What you have to do:
Copy out everything from the start of the material down through the line containing "<point>77,214</point>", requests included. Shift every answer coordinate by adding 25 to each number, but leave the sample coordinates in the requests unchanged.

================================

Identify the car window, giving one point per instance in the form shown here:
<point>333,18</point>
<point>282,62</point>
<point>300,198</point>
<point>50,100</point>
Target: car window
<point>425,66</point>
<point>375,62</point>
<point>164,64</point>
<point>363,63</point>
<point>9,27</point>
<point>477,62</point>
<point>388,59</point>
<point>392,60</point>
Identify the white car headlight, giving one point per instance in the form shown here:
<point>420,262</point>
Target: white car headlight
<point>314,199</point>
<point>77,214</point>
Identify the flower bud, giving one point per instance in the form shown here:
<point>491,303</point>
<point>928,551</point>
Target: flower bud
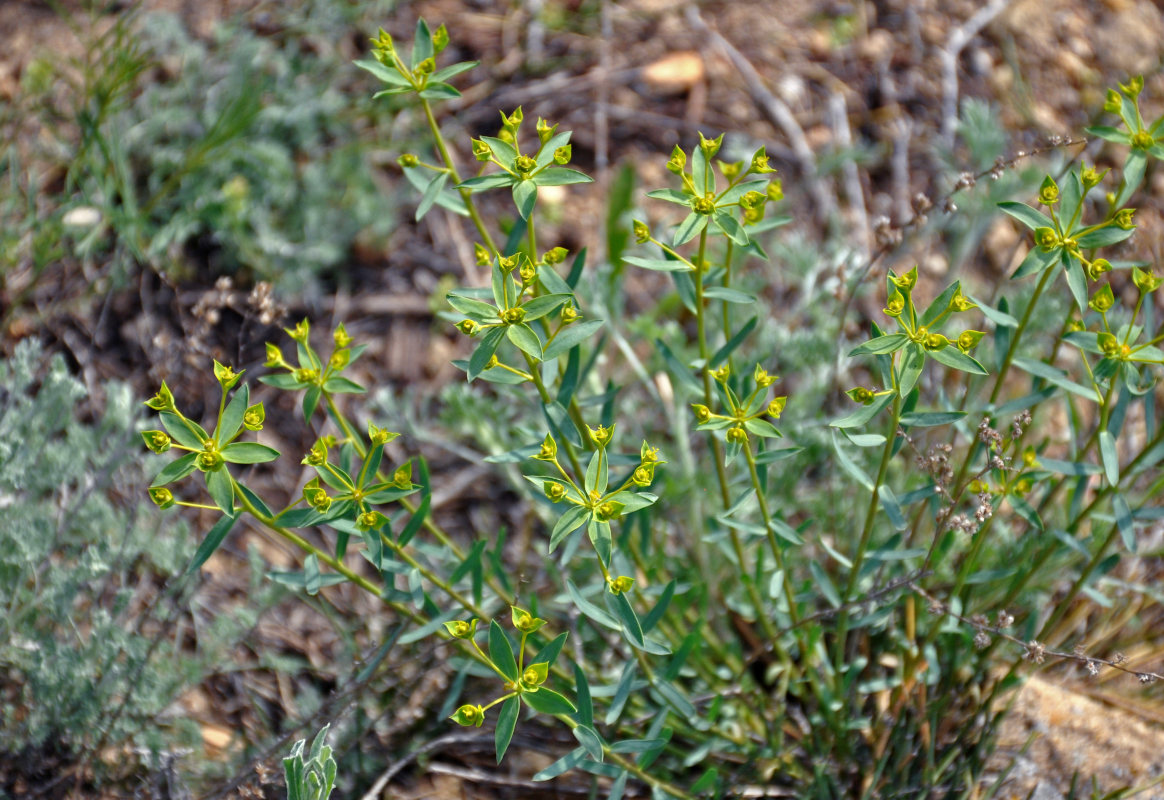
<point>254,417</point>
<point>761,377</point>
<point>158,441</point>
<point>1098,267</point>
<point>601,434</point>
<point>274,356</point>
<point>548,451</point>
<point>760,162</point>
<point>620,585</point>
<point>299,332</point>
<point>895,305</point>
<point>907,281</point>
<point>340,359</point>
<point>969,339</point>
<point>380,436</point>
<point>402,479</point>
<point>524,621</point>
<point>163,401</point>
<point>752,199</point>
<point>317,457</point>
<point>534,675</point>
<point>161,496</point>
<point>643,475</point>
<point>730,170</point>
<point>469,716</point>
<point>513,316</point>
<point>1144,280</point>
<point>440,39</point>
<point>710,147</point>
<point>1047,239</point>
<point>1102,299</point>
<point>460,629</point>
<point>545,131</point>
<point>608,511</point>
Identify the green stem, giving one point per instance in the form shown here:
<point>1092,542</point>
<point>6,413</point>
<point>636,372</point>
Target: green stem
<point>466,195</point>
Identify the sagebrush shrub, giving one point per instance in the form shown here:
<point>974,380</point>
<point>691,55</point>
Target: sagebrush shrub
<point>726,635</point>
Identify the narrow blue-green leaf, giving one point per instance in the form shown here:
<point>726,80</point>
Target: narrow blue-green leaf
<point>584,703</point>
<point>955,359</point>
<point>453,70</point>
<point>589,740</point>
<point>484,352</point>
<point>1000,318</point>
<point>547,701</point>
<point>1109,457</point>
<point>1027,216</point>
<point>589,609</point>
<point>864,413</point>
<point>176,469</point>
<point>892,508</point>
<point>730,227</point>
<point>501,651</point>
<point>1054,375</point>
<point>560,176</point>
<point>506,722</point>
<point>525,339</point>
<point>569,522</point>
<point>562,765</point>
<point>221,490</point>
<point>249,452</point>
<point>887,344</point>
<point>850,466</point>
<point>232,417</point>
<point>658,264</point>
<point>622,693</point>
<point>211,542</point>
<point>570,337</point>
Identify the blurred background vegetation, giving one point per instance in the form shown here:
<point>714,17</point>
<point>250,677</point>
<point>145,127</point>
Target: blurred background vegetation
<point>177,179</point>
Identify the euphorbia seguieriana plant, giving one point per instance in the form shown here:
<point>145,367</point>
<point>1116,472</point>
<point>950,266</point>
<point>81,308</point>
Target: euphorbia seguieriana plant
<point>796,656</point>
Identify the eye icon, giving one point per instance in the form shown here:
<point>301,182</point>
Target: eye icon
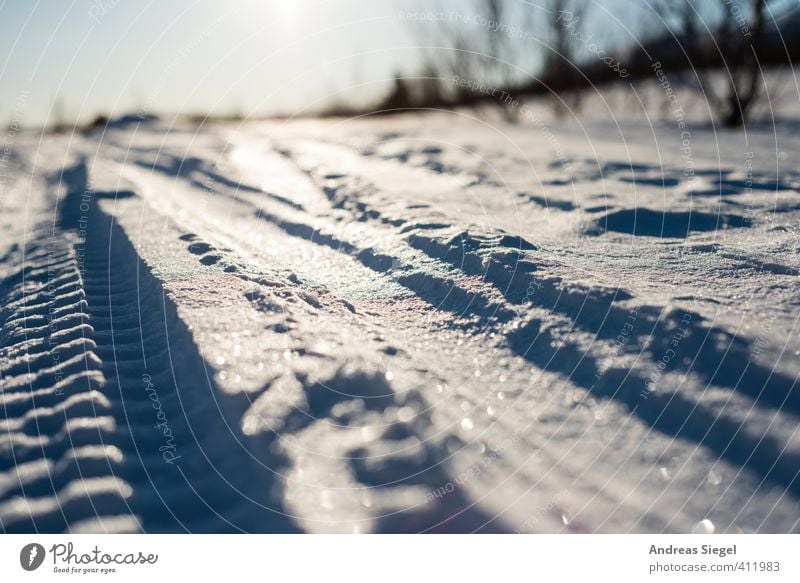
<point>31,556</point>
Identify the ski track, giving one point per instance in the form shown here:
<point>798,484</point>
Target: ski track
<point>302,329</point>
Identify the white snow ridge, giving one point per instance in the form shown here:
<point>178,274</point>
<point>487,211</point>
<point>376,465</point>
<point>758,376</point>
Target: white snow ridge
<point>416,324</point>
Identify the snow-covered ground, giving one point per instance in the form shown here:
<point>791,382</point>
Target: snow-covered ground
<point>415,323</point>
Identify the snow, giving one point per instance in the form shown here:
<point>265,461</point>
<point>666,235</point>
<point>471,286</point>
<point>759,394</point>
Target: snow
<point>417,323</point>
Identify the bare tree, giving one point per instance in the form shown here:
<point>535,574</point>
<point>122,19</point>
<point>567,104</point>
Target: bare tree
<point>728,38</point>
<point>561,72</point>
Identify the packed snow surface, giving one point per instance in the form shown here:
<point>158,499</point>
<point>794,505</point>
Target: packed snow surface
<point>422,323</point>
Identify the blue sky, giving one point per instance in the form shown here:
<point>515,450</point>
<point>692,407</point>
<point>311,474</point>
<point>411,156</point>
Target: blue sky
<point>107,56</point>
<point>250,56</point>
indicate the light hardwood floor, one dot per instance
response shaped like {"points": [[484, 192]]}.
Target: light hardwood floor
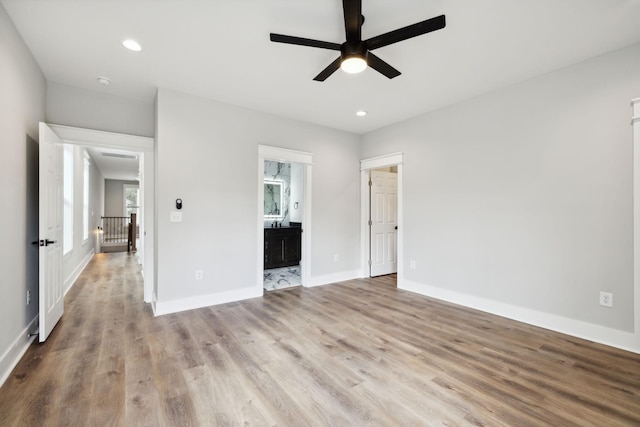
{"points": [[354, 353]]}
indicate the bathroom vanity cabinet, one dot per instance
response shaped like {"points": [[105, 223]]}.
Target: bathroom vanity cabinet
{"points": [[282, 247]]}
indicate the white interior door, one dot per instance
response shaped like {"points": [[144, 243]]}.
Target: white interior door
{"points": [[50, 233], [384, 222]]}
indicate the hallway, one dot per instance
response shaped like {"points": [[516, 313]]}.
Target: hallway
{"points": [[355, 353]]}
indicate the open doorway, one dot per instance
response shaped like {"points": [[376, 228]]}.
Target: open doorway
{"points": [[381, 215], [140, 151], [284, 217], [283, 221]]}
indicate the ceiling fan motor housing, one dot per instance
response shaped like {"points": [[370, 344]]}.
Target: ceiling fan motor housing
{"points": [[358, 50]]}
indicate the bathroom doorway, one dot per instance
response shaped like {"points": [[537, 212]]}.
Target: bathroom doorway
{"points": [[283, 206], [285, 217]]}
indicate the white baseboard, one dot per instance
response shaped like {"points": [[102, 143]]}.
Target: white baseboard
{"points": [[14, 353], [612, 337], [69, 281], [333, 278], [174, 306]]}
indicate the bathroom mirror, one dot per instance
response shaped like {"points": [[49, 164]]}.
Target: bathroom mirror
{"points": [[273, 199]]}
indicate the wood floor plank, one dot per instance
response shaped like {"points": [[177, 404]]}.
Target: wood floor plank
{"points": [[360, 352]]}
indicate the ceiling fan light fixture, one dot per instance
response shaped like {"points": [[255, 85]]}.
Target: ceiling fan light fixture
{"points": [[353, 64]]}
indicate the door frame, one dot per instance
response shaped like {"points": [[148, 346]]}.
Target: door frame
{"points": [[366, 165], [145, 148], [266, 152]]}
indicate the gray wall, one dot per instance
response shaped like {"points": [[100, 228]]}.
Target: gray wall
{"points": [[72, 106], [22, 106], [219, 190], [524, 196], [113, 196]]}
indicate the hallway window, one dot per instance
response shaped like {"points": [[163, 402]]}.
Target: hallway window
{"points": [[85, 201], [67, 240], [131, 201]]}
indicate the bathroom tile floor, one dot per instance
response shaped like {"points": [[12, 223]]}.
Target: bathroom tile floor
{"points": [[281, 278]]}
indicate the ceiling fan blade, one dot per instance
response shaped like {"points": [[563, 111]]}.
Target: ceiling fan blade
{"points": [[332, 68], [352, 20], [407, 32], [280, 38], [382, 67]]}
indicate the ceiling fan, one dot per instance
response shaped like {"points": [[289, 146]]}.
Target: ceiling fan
{"points": [[355, 53]]}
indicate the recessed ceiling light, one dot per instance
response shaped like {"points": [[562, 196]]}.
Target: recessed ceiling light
{"points": [[132, 45]]}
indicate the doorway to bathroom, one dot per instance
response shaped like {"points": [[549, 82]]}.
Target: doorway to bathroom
{"points": [[283, 195], [285, 217]]}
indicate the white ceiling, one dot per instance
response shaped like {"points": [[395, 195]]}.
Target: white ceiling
{"points": [[115, 164], [220, 49]]}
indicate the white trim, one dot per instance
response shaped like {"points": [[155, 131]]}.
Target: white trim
{"points": [[394, 159], [266, 152], [71, 279], [636, 221], [381, 161], [166, 307], [97, 138], [284, 155], [327, 279], [16, 350], [589, 331]]}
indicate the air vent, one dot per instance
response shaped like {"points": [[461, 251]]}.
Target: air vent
{"points": [[121, 156]]}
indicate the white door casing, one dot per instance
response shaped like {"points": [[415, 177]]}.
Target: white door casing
{"points": [[384, 222], [51, 286]]}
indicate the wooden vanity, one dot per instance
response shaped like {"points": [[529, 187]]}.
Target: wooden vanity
{"points": [[282, 246]]}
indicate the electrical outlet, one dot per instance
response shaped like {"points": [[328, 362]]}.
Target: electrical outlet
{"points": [[606, 299]]}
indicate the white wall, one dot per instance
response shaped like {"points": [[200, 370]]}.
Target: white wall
{"points": [[76, 107], [22, 106], [522, 198], [207, 155], [74, 262], [297, 192]]}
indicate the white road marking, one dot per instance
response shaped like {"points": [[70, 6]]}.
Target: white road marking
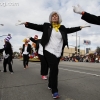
{"points": [[80, 72]]}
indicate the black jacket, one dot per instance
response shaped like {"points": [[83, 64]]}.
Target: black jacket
{"points": [[37, 42], [46, 28], [91, 18], [28, 48], [8, 49]]}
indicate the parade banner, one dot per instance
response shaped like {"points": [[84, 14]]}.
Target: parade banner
{"points": [[87, 42]]}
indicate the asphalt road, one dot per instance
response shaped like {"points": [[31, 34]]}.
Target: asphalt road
{"points": [[77, 81]]}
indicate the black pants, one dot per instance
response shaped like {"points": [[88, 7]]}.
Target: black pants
{"points": [[44, 67], [7, 61], [25, 60], [53, 62]]}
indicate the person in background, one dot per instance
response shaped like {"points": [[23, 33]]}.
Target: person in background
{"points": [[26, 51], [8, 54]]}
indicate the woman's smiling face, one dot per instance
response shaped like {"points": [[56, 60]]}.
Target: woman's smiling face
{"points": [[55, 18]]}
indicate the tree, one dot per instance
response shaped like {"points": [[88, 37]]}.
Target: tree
{"points": [[98, 50]]}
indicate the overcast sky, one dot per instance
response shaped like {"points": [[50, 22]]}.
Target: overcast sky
{"points": [[37, 11]]}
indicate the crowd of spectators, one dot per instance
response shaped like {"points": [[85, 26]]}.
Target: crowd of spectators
{"points": [[80, 58]]}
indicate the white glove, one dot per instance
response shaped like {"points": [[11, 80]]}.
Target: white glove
{"points": [[20, 23], [78, 9]]}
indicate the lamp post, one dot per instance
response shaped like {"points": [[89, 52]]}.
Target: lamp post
{"points": [[76, 42]]}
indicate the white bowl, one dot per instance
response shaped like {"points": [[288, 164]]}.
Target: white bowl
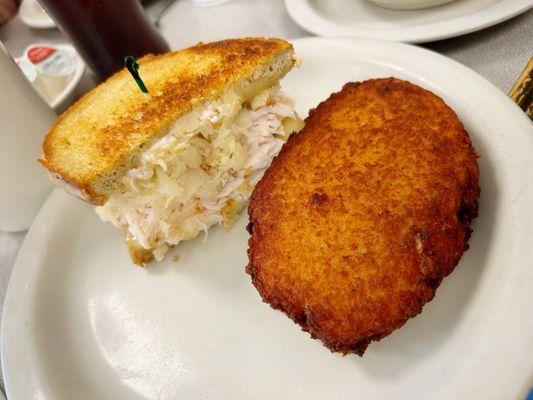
{"points": [[33, 15], [66, 96]]}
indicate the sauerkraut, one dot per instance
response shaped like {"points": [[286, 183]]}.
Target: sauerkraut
{"points": [[202, 171]]}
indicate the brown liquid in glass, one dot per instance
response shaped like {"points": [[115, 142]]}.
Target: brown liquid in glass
{"points": [[105, 31]]}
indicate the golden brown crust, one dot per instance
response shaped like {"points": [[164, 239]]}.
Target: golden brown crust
{"points": [[98, 137], [364, 212]]}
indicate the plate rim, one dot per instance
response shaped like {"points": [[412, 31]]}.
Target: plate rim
{"points": [[39, 233], [37, 23], [303, 13]]}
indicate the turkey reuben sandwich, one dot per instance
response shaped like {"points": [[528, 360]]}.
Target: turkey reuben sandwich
{"points": [[165, 165]]}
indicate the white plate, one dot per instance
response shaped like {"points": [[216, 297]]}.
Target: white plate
{"points": [[33, 15], [65, 98], [81, 322], [363, 19]]}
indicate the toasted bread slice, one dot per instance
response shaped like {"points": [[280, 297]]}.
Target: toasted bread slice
{"points": [[102, 136]]}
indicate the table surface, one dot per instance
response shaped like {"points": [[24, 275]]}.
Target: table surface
{"points": [[498, 53]]}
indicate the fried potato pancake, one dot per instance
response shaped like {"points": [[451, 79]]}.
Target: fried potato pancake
{"points": [[364, 212]]}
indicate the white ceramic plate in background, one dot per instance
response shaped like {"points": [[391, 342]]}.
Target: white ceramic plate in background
{"points": [[65, 98], [33, 15], [80, 321], [363, 19]]}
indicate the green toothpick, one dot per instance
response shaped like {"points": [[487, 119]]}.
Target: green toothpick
{"points": [[131, 64]]}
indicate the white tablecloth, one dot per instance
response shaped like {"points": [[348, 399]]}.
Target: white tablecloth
{"points": [[498, 53]]}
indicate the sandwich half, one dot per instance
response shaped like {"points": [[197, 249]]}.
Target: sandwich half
{"points": [[166, 165]]}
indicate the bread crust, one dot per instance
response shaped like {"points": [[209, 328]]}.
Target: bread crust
{"points": [[95, 142], [364, 212]]}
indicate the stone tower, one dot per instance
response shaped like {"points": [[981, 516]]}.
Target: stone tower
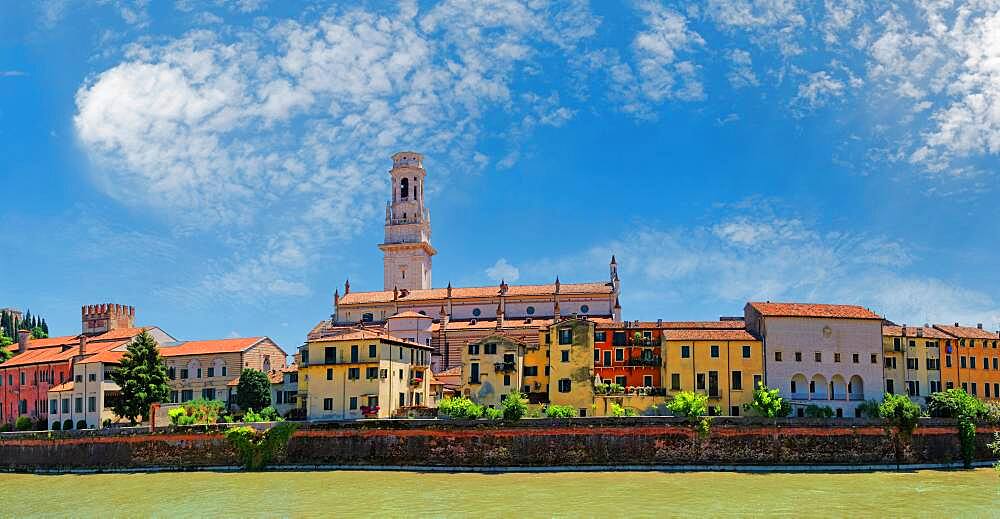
{"points": [[407, 248]]}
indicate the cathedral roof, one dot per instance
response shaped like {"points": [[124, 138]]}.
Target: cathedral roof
{"points": [[386, 296]]}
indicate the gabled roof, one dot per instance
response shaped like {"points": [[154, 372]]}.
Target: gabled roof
{"points": [[770, 309], [967, 332], [708, 335], [386, 296]]}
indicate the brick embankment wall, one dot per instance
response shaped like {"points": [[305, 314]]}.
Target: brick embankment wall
{"points": [[651, 441]]}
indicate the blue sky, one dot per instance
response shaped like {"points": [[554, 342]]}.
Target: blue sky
{"points": [[222, 165]]}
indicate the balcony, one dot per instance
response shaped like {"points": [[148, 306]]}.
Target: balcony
{"points": [[505, 367]]}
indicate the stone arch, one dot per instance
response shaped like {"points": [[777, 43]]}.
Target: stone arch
{"points": [[838, 388], [799, 386], [818, 389], [856, 388]]}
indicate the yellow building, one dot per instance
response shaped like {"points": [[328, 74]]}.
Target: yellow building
{"points": [[365, 373], [492, 368], [570, 363], [726, 365], [912, 360]]}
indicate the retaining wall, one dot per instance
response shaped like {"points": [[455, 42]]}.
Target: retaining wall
{"points": [[649, 441]]}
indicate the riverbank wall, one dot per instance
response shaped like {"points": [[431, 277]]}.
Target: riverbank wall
{"points": [[630, 443]]}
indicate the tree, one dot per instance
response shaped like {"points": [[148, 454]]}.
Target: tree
{"points": [[766, 402], [254, 390], [142, 377]]}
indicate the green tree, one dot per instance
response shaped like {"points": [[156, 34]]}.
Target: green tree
{"points": [[766, 402], [142, 377], [254, 390]]}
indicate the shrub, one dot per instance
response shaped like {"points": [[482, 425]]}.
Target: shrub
{"points": [[460, 408], [560, 411], [816, 411], [870, 409], [513, 406], [492, 413], [23, 423], [766, 402], [900, 412]]}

================================

Exercise output:
Identify the car window, giving one point per instance in the form shown here:
<point>333,18</point>
<point>282,62</point>
<point>300,198</point>
<point>50,100</point>
Target: car window
<point>450,91</point>
<point>400,87</point>
<point>189,89</point>
<point>388,88</point>
<point>34,52</point>
<point>502,87</point>
<point>413,84</point>
<point>417,85</point>
Identify the white car headlight, giving one point per instance in the form shown here:
<point>420,262</point>
Target: white car headlight
<point>339,224</point>
<point>102,239</point>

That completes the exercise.